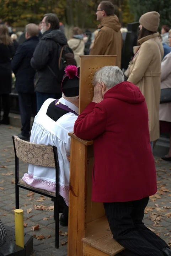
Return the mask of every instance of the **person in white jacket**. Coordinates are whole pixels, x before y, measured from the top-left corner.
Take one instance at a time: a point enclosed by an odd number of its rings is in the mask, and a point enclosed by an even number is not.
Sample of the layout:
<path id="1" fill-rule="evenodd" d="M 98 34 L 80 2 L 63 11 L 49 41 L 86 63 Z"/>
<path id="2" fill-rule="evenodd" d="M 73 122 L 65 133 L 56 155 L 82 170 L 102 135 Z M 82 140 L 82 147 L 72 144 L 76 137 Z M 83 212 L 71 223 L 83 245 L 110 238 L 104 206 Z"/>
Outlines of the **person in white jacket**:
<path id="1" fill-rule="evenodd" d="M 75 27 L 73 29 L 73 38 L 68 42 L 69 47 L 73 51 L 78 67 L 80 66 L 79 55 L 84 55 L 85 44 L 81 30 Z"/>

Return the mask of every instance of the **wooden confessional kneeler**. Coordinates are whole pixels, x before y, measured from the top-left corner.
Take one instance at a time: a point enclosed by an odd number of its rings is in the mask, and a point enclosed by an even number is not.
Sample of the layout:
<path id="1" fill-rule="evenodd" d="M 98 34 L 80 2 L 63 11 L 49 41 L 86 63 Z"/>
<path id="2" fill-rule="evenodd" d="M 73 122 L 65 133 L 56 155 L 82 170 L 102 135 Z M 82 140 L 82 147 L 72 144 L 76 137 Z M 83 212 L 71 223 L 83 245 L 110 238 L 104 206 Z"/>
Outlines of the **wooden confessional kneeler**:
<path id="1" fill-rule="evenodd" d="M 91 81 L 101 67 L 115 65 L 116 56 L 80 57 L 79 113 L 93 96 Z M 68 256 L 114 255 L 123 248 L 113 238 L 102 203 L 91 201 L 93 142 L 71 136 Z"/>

▶ **Exercise requirements**: Print every item above word for word, leaving out the pictures.

▶ **Correct answer**:
Return the mask of every instance of the **person in white jacket**. Coordinates are whole pixels, x before y, measured from the top-left corner.
Take one instance at a time: a point enclosed by an odd number of its rings is in the mask, and a point enclosed by an even number is not.
Sample of the layout:
<path id="1" fill-rule="evenodd" d="M 98 34 L 80 2 L 63 11 L 49 41 L 86 63 Z"/>
<path id="2" fill-rule="evenodd" d="M 73 122 L 65 133 L 56 155 L 82 170 L 102 135 Z M 82 140 L 82 147 L 72 144 L 76 137 Z M 83 212 L 71 223 L 83 245 L 110 238 L 104 206 Z"/>
Outlines of the **person in white jacket**:
<path id="1" fill-rule="evenodd" d="M 75 27 L 73 29 L 73 38 L 68 42 L 69 47 L 73 51 L 78 67 L 80 66 L 79 55 L 84 55 L 85 44 L 81 30 Z"/>

Return the mask of every instance of the **wooden confessional kneeler**. Coordinates are whole pixels, x before y, measured from the top-left corner.
Take one instance at a time: a point enclosed by an odd number of its rings is in the mask, and a point enclosed by an even number is not.
Sample of the layout:
<path id="1" fill-rule="evenodd" d="M 98 34 L 80 2 L 63 11 L 49 41 L 86 63 Z"/>
<path id="2" fill-rule="evenodd" d="M 73 122 L 65 133 L 56 155 L 82 170 L 102 135 Z M 82 140 L 82 147 L 72 144 L 76 137 Z M 83 212 L 71 223 L 83 245 L 110 238 L 104 206 Z"/>
Outlines of the **wooden confessional kneeler**:
<path id="1" fill-rule="evenodd" d="M 91 81 L 101 67 L 115 65 L 116 56 L 80 57 L 79 113 L 93 96 Z M 68 256 L 114 255 L 123 248 L 113 238 L 102 203 L 91 201 L 93 142 L 71 136 Z"/>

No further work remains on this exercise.